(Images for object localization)
■ ■ ■

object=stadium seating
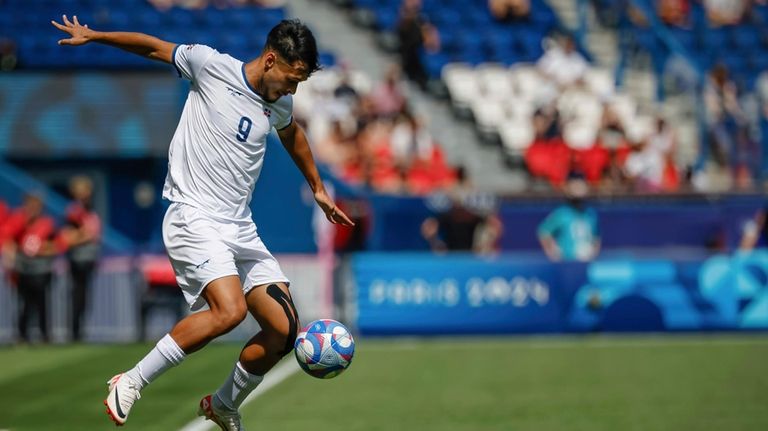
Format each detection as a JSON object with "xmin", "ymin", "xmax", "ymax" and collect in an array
[
  {"xmin": 620, "ymin": 0, "xmax": 768, "ymax": 93},
  {"xmin": 350, "ymin": 0, "xmax": 562, "ymax": 78},
  {"xmin": 0, "ymin": 0, "xmax": 338, "ymax": 69}
]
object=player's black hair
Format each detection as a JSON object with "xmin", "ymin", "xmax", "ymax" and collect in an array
[{"xmin": 265, "ymin": 19, "xmax": 321, "ymax": 76}]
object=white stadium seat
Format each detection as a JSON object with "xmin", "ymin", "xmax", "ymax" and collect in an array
[
  {"xmin": 563, "ymin": 121, "xmax": 598, "ymax": 150},
  {"xmin": 472, "ymin": 99, "xmax": 506, "ymax": 134},
  {"xmin": 584, "ymin": 68, "xmax": 616, "ymax": 100},
  {"xmin": 476, "ymin": 63, "xmax": 514, "ymax": 101},
  {"xmin": 443, "ymin": 62, "xmax": 480, "ymax": 109},
  {"xmin": 499, "ymin": 119, "xmax": 535, "ymax": 155}
]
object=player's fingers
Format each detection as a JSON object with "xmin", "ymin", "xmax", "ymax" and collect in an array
[
  {"xmin": 334, "ymin": 209, "xmax": 355, "ymax": 226},
  {"xmin": 73, "ymin": 15, "xmax": 80, "ymax": 26},
  {"xmin": 62, "ymin": 14, "xmax": 73, "ymax": 26},
  {"xmin": 51, "ymin": 20, "xmax": 68, "ymax": 31},
  {"xmin": 58, "ymin": 38, "xmax": 74, "ymax": 45}
]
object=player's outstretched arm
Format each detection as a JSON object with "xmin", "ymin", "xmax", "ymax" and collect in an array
[
  {"xmin": 278, "ymin": 121, "xmax": 354, "ymax": 227},
  {"xmin": 51, "ymin": 14, "xmax": 175, "ymax": 64}
]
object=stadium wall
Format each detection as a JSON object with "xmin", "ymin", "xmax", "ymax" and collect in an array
[
  {"xmin": 366, "ymin": 194, "xmax": 763, "ymax": 251},
  {"xmin": 344, "ymin": 249, "xmax": 768, "ymax": 335}
]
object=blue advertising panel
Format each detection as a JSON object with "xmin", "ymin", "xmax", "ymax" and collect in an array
[
  {"xmin": 351, "ymin": 250, "xmax": 768, "ymax": 335},
  {"xmin": 353, "ymin": 253, "xmax": 585, "ymax": 335}
]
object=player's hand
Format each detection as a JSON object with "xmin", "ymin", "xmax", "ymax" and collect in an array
[
  {"xmin": 314, "ymin": 190, "xmax": 355, "ymax": 226},
  {"xmin": 51, "ymin": 15, "xmax": 94, "ymax": 46}
]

■ ■ ■

For each line of the data that includes the word "player", return a copy of it.

■ **TASK ANSWER**
object=player's black hair
object=player's fingers
object=player's outstretched arm
object=player's hand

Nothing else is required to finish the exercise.